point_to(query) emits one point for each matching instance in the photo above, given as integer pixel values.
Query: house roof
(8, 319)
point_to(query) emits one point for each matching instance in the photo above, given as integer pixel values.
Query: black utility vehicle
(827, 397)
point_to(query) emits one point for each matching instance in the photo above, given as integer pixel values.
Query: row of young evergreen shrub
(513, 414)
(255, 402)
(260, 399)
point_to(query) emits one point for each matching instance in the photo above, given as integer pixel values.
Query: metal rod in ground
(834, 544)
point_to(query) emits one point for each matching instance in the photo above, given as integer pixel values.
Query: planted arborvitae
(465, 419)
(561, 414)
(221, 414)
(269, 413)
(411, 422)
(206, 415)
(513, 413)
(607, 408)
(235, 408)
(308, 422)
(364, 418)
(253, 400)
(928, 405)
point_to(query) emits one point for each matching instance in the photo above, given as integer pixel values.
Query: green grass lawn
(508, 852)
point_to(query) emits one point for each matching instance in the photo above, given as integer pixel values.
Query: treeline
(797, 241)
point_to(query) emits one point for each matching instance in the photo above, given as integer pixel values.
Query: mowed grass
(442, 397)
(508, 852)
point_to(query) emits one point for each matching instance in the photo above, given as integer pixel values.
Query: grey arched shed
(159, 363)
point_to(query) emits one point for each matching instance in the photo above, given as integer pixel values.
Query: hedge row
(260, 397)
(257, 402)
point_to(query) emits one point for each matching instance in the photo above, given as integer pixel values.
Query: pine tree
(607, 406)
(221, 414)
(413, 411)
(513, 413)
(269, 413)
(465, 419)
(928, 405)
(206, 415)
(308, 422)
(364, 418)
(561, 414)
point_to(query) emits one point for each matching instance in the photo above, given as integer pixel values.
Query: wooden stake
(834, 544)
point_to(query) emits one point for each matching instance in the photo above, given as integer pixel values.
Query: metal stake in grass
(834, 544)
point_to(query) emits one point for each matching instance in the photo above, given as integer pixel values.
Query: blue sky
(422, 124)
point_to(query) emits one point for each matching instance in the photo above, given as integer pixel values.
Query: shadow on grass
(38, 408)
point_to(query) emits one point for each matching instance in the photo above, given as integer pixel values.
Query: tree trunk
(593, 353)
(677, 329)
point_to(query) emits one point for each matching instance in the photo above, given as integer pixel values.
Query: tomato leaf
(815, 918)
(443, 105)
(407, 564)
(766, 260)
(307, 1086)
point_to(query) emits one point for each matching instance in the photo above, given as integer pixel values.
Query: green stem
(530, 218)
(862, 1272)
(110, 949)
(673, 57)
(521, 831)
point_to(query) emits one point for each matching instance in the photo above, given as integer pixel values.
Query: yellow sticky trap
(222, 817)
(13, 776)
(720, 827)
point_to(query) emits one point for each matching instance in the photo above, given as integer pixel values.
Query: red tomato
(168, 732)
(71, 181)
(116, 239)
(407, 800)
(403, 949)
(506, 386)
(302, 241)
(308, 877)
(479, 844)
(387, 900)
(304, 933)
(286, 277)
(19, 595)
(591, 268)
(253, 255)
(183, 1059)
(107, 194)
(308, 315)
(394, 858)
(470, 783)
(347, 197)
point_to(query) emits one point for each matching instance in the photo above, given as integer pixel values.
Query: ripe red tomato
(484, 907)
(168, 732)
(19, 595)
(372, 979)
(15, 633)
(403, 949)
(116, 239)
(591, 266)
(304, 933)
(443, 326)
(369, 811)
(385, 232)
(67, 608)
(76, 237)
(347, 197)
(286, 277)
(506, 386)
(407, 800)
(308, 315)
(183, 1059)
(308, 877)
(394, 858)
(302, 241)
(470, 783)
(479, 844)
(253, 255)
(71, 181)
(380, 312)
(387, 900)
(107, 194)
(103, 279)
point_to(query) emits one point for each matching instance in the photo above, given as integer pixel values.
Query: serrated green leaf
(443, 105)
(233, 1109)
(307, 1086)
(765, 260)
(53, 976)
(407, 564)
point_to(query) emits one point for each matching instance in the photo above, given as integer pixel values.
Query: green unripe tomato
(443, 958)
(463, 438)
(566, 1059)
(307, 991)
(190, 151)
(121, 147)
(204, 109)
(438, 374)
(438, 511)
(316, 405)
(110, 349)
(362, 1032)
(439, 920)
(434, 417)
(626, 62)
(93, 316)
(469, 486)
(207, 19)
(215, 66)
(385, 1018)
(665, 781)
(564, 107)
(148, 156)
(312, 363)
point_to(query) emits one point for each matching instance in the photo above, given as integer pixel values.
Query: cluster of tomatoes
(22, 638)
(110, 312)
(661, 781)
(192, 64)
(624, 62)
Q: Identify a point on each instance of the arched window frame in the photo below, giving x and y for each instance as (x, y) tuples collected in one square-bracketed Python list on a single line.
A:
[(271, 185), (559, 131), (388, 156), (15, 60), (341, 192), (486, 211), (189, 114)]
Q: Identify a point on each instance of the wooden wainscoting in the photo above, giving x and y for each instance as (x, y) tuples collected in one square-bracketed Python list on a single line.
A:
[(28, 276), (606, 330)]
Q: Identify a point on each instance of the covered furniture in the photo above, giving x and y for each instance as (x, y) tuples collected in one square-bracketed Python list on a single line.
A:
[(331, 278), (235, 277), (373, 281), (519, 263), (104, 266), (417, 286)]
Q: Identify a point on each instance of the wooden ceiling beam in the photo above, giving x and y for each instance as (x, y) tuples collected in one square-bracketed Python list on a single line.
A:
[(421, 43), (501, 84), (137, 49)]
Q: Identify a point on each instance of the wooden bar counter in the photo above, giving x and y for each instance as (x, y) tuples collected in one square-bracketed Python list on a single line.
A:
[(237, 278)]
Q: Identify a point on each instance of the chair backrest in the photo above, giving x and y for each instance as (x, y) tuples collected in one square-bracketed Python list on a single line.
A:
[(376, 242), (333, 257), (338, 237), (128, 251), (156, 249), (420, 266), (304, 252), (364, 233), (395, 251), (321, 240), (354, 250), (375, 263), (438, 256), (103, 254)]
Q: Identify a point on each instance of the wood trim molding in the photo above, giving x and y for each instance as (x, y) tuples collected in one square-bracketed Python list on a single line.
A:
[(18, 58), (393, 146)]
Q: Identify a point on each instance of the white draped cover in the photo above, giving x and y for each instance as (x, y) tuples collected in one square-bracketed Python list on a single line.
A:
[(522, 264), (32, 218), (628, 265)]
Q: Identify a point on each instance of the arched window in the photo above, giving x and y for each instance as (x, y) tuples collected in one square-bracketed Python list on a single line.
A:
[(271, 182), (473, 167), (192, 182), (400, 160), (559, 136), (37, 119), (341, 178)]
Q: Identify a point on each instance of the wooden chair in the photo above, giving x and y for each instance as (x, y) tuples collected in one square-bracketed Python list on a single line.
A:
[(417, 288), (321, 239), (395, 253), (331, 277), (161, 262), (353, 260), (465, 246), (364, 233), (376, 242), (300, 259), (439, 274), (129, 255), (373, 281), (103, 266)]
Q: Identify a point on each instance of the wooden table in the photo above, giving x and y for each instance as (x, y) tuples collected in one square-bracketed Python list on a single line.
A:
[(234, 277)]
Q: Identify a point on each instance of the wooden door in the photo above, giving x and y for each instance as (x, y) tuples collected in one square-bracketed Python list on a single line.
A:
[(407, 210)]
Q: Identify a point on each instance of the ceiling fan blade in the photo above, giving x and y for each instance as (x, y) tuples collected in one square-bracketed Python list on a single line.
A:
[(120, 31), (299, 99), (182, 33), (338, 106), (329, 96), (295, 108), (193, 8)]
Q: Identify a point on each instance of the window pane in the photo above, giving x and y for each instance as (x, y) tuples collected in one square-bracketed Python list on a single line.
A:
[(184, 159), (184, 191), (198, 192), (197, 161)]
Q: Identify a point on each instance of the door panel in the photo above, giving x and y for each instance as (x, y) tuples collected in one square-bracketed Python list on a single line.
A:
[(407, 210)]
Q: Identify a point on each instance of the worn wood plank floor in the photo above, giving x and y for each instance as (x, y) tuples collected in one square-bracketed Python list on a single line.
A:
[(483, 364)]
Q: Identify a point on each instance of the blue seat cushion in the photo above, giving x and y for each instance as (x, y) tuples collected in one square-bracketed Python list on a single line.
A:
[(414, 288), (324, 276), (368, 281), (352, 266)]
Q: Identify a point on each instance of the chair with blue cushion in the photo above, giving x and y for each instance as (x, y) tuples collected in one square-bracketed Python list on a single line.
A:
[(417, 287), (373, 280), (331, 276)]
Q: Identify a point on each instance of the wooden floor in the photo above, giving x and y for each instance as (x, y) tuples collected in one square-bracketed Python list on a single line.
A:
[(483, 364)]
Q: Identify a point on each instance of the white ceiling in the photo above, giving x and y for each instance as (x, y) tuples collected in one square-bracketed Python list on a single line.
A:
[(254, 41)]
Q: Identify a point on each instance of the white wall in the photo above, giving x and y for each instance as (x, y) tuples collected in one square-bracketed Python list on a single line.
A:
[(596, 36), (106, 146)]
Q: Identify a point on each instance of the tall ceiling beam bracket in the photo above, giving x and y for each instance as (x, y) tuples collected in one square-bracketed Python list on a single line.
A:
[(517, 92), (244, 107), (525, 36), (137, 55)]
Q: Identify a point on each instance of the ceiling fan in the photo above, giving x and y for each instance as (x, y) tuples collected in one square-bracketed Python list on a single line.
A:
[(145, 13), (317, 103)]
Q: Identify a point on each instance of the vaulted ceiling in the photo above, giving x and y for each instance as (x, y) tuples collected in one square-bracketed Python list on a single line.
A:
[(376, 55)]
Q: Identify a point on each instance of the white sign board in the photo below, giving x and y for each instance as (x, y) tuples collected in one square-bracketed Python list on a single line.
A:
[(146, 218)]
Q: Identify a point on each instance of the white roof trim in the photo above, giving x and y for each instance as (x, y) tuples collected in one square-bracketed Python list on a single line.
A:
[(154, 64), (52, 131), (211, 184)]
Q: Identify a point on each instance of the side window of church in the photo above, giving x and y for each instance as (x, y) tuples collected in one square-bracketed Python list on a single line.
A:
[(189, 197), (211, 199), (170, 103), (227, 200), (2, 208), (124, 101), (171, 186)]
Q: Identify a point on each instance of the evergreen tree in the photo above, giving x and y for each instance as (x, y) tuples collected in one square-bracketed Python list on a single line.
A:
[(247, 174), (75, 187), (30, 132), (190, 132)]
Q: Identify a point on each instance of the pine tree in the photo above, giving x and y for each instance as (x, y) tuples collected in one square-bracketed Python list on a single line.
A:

* EXERCISE *
Swap "wooden chair" for "folding chair" in the material, starting with the line that contains "Q: Identify a point on each instance of the wooden chair" and going through the line that contains "281), (103, 266)]". Reproduce only those lines, with nothing else changed.

* COMPLETED TASK *
Q: Identify a point on each instance of the folding chair in the photo above, giving x and y for each instance as (x, y) tuples collected in one square-bracketed Python list on a single line.
A:
[(417, 288), (321, 239), (395, 253), (331, 277), (161, 262), (353, 260), (465, 246), (364, 233), (376, 242), (300, 259), (439, 274), (129, 255), (373, 281), (103, 266)]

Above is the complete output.